REQUIRED WORK:
Look through the data below for the line with "positive clicks: (9, 56) (32, 73)", and transcribe it exactly together with each line after it up to and including the line with "box: [0, 234, 55, 262]". Give nothing else.

Extracted data entries
________________________

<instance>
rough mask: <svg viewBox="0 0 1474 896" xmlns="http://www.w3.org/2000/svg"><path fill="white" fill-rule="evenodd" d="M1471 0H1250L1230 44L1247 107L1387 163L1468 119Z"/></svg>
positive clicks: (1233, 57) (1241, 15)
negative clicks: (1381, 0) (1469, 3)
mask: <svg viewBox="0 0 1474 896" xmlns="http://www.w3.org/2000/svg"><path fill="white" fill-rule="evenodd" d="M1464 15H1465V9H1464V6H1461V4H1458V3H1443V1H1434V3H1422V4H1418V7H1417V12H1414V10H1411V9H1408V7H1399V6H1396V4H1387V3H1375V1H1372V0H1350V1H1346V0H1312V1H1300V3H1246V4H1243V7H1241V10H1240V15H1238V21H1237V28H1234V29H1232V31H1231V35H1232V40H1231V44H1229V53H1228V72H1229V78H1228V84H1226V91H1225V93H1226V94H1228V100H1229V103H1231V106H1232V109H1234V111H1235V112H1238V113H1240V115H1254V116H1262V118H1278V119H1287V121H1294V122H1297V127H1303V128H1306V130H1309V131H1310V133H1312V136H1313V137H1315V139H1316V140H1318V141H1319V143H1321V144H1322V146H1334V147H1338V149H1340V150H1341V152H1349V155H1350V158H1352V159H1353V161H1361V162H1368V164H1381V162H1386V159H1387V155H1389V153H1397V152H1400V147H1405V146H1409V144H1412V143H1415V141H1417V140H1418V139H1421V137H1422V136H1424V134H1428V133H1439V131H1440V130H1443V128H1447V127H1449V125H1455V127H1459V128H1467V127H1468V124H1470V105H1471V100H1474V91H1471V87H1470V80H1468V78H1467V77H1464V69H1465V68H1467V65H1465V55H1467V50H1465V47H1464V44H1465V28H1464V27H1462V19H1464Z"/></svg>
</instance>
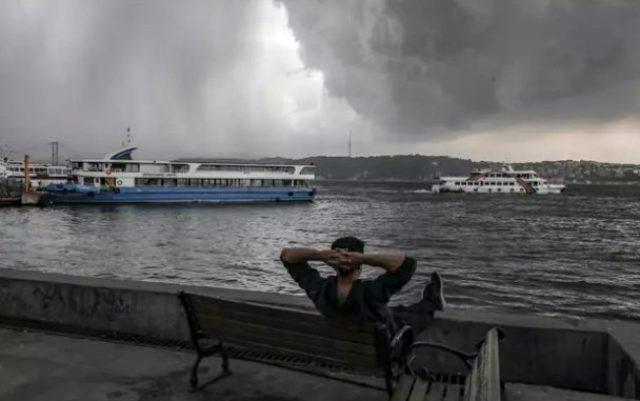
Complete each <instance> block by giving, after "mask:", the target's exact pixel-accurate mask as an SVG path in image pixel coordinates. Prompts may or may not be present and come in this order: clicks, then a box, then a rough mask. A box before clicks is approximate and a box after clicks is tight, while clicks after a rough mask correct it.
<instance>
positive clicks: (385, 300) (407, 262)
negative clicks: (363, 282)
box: [362, 254, 416, 303]
mask: <svg viewBox="0 0 640 401" xmlns="http://www.w3.org/2000/svg"><path fill="white" fill-rule="evenodd" d="M362 258H363V262H364V263H365V264H367V265H370V266H379V267H382V268H383V269H385V270H386V272H385V273H384V274H381V275H379V276H378V277H376V278H375V279H374V280H373V281H371V282H369V284H368V285H367V294H368V296H369V297H370V298H371V299H375V300H376V301H378V302H381V303H387V302H389V299H390V298H391V296H392V295H393V294H395V293H396V292H398V291H400V289H402V287H404V285H405V284H407V282H408V281H409V280H411V277H412V276H413V273H414V272H415V271H416V260H415V259H413V258H411V257H408V256H405V255H404V254H399V255H362Z"/></svg>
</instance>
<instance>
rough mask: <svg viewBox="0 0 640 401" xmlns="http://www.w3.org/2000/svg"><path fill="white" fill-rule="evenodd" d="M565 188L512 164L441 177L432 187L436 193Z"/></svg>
mask: <svg viewBox="0 0 640 401" xmlns="http://www.w3.org/2000/svg"><path fill="white" fill-rule="evenodd" d="M564 189H565V186H564V185H562V184H550V183H548V182H547V180H545V179H544V178H542V177H540V176H539V175H538V173H536V172H535V171H534V170H514V169H513V168H512V167H511V166H510V165H506V166H503V167H502V168H501V169H486V170H476V171H473V172H472V173H471V174H470V175H469V176H468V177H440V178H439V179H438V182H437V183H436V184H434V185H433V186H432V187H431V191H432V192H434V193H441V192H478V193H507V194H509V193H521V194H559V193H561V192H562V191H564Z"/></svg>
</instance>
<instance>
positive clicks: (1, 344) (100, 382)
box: [0, 328, 387, 401]
mask: <svg viewBox="0 0 640 401" xmlns="http://www.w3.org/2000/svg"><path fill="white" fill-rule="evenodd" d="M193 358H194V354H193V353H192V352H189V351H180V350H172V349H163V348H155V347H148V346H137V345H130V344H122V343H114V342H107V341H99V340H95V339H86V338H79V337H68V336H64V335H56V334H48V333H42V332H37V331H19V330H13V329H4V328H0V400H3V401H36V400H43V401H44V400H46V401H63V400H64V401H66V400H83V401H92V400H104V401H134V400H154V401H164V400H175V401H178V400H189V401H191V400H194V401H196V400H198V401H199V400H246V401H254V400H255V401H257V400H267V401H277V400H283V401H294V400H305V401H313V400H322V401H325V400H336V401H341V400H344V401H346V400H370V401H376V400H380V401H382V400H386V399H387V397H386V394H385V392H384V391H379V390H375V389H372V388H367V387H360V386H356V385H353V384H348V383H342V382H338V381H334V380H329V379H324V378H320V377H317V376H312V375H307V374H304V373H299V372H294V371H291V370H287V369H281V368H277V367H273V366H267V365H262V364H256V363H250V362H244V361H238V360H231V369H232V371H233V374H232V375H231V376H229V377H226V378H224V379H222V380H221V381H219V382H216V383H214V384H212V385H210V386H208V387H207V388H205V389H204V390H201V391H198V392H190V390H189V384H188V376H189V368H190V366H191V363H192V362H193ZM203 365H204V366H208V367H211V368H210V370H209V371H208V372H205V373H204V374H203V376H202V377H203V378H205V379H206V377H207V375H208V376H209V377H213V376H214V375H215V374H216V373H217V372H218V369H219V366H220V360H219V359H218V358H209V360H208V361H206V362H204V363H203ZM201 381H202V380H201Z"/></svg>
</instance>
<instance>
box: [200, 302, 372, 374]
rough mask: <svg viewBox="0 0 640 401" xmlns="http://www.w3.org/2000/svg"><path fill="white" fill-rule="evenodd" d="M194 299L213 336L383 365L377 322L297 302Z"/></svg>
mask: <svg viewBox="0 0 640 401" xmlns="http://www.w3.org/2000/svg"><path fill="white" fill-rule="evenodd" d="M190 299H191V302H192V305H193V311H194V313H195V314H196V317H197V320H198V322H199V325H200V327H201V329H202V330H203V331H204V333H205V334H206V335H207V337H210V338H213V339H217V340H221V341H223V342H225V343H229V344H235V345H238V346H241V347H247V348H251V349H256V350H264V351H270V352H273V353H276V354H279V355H291V356H293V357H296V356H302V357H305V358H307V359H312V360H314V361H318V362H321V363H330V364H336V365H340V366H348V367H349V368H352V369H356V370H362V371H367V372H370V371H375V370H377V367H378V362H377V354H376V347H375V337H374V326H373V324H368V323H358V322H355V321H349V320H343V321H338V322H336V321H333V320H329V319H327V318H325V317H323V316H320V315H318V314H315V313H313V312H311V311H306V310H301V309H295V308H287V307H279V306H271V305H269V306H265V305H259V304H255V303H248V302H240V301H230V300H222V299H218V298H212V297H204V296H197V295H191V296H190Z"/></svg>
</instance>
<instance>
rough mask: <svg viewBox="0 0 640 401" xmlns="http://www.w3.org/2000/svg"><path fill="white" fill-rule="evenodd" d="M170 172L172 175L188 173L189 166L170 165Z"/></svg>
mask: <svg viewBox="0 0 640 401" xmlns="http://www.w3.org/2000/svg"><path fill="white" fill-rule="evenodd" d="M170 170H171V172H173V173H188V172H189V165H188V164H172V165H171V169H170Z"/></svg>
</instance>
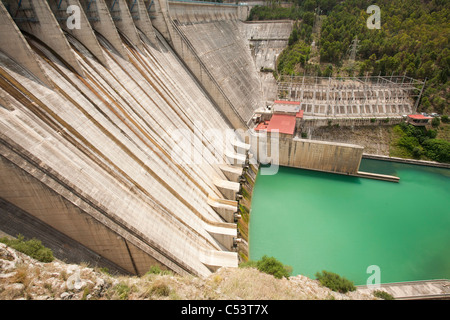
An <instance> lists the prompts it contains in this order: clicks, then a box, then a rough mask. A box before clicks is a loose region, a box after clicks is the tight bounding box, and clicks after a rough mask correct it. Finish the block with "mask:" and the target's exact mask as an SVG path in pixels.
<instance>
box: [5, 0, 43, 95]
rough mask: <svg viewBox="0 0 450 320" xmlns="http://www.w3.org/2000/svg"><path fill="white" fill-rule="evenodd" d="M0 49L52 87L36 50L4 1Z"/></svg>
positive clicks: (9, 56) (32, 73)
mask: <svg viewBox="0 0 450 320" xmlns="http://www.w3.org/2000/svg"><path fill="white" fill-rule="evenodd" d="M11 44H13V45H11ZM0 51H2V52H3V53H5V54H6V55H8V56H9V57H10V58H11V59H13V60H14V61H16V62H17V63H18V64H20V65H21V66H23V67H25V68H26V69H27V70H28V71H30V72H31V73H32V74H33V75H34V76H36V77H37V78H38V79H39V80H41V81H42V82H43V83H45V84H46V85H48V86H50V87H51V83H50V81H49V79H48V78H47V75H46V74H45V71H44V69H43V68H42V67H41V65H40V64H39V62H38V60H37V59H36V57H35V53H34V51H33V50H32V49H31V47H30V46H29V45H28V42H27V41H26V40H25V38H24V36H23V35H22V33H21V32H20V30H19V28H18V27H17V25H16V24H15V23H14V20H13V19H12V18H11V16H10V15H9V13H8V11H7V10H6V8H5V7H4V6H3V3H2V2H0Z"/></svg>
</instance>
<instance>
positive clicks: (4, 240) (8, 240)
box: [0, 234, 55, 262]
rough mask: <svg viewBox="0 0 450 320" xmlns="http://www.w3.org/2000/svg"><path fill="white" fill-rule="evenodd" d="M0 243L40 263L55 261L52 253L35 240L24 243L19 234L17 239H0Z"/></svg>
mask: <svg viewBox="0 0 450 320" xmlns="http://www.w3.org/2000/svg"><path fill="white" fill-rule="evenodd" d="M0 242H3V243H4V244H6V245H7V246H10V247H11V248H13V249H15V250H17V251H20V252H22V253H25V254H26V255H28V256H30V257H32V258H33V259H36V260H38V261H41V262H52V261H53V260H54V259H55V258H54V257H53V251H52V250H51V249H49V248H46V247H44V246H43V245H42V242H41V241H39V240H37V239H35V238H33V239H31V240H28V241H25V238H24V237H23V236H22V235H21V234H19V235H17V239H8V238H6V237H4V238H0Z"/></svg>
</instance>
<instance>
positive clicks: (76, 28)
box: [66, 5, 81, 30]
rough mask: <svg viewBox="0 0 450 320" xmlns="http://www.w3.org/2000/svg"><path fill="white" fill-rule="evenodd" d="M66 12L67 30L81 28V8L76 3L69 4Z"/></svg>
mask: <svg viewBox="0 0 450 320" xmlns="http://www.w3.org/2000/svg"><path fill="white" fill-rule="evenodd" d="M66 12H67V14H69V15H70V16H69V18H68V19H67V28H69V30H73V29H81V9H80V7H79V6H77V5H70V6H68V7H67V10H66Z"/></svg>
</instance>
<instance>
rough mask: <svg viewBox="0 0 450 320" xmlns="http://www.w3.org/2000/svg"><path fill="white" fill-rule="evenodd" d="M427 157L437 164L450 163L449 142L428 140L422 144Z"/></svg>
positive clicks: (430, 139) (439, 139) (435, 140)
mask: <svg viewBox="0 0 450 320" xmlns="http://www.w3.org/2000/svg"><path fill="white" fill-rule="evenodd" d="M423 147H424V149H425V153H426V155H427V157H429V158H430V159H432V160H434V161H438V162H445V163H449V162H450V142H448V141H446V140H441V139H428V140H427V141H425V142H424V143H423Z"/></svg>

________________________

OUTPUT FOR THIS EXERCISE:
positive clicks: (9, 56) (32, 73)
mask: <svg viewBox="0 0 450 320" xmlns="http://www.w3.org/2000/svg"><path fill="white" fill-rule="evenodd" d="M11 44H13V45H11ZM0 51H2V52H3V53H5V54H6V55H8V56H9V57H10V58H11V59H13V60H14V61H16V62H17V63H18V64H20V65H21V66H23V67H25V68H26V69H27V70H28V71H30V72H31V73H32V74H33V75H34V76H36V77H37V78H38V79H39V80H41V81H42V82H43V83H45V84H46V85H48V86H50V87H51V83H50V81H49V79H48V78H47V75H46V74H45V71H44V69H43V68H42V67H41V65H40V64H39V62H38V60H37V59H36V57H35V53H34V51H33V50H32V49H31V47H30V46H29V45H28V42H27V41H26V40H25V38H24V36H23V35H22V33H21V32H20V30H19V28H18V27H17V25H16V24H15V23H14V20H13V19H12V18H11V16H10V15H9V13H8V11H7V10H6V8H5V7H4V6H3V3H2V2H0Z"/></svg>
</instance>
<instance>
positive clicks: (4, 240) (8, 240)
box: [0, 234, 55, 262]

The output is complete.